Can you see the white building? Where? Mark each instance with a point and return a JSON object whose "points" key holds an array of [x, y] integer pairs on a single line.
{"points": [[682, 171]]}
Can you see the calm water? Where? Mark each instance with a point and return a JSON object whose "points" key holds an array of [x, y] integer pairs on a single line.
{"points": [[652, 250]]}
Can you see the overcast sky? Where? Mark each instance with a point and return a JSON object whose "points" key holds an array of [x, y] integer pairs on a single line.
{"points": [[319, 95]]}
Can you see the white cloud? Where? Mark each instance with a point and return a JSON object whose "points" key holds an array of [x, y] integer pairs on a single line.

+++++

*TRY IT:*
Return the entries in full. Do not alter them.

*RESPONSE AREA:*
Can you see the white building? Where? Mark each instance with a point and return a JSON object whose "points" key holds an array of [x, y] integer pairs on a single line.
{"points": [[682, 171]]}
Can you see the calm water? Where? Mark each instance with a point and return a JSON object whose "points" key holds an array of [x, y] integer pairs on a single line.
{"points": [[652, 250]]}
Can you see the overcast sky? Where? Mark each instance with a point and return a JSON object whose "points" key holds an array of [x, y] integer pairs on a single line.
{"points": [[319, 95]]}
Can you see the white cloud? Where? Mark each instance with a point and return a JSON object whose "points" key holds an array of [x, y] integer pairs on a single line.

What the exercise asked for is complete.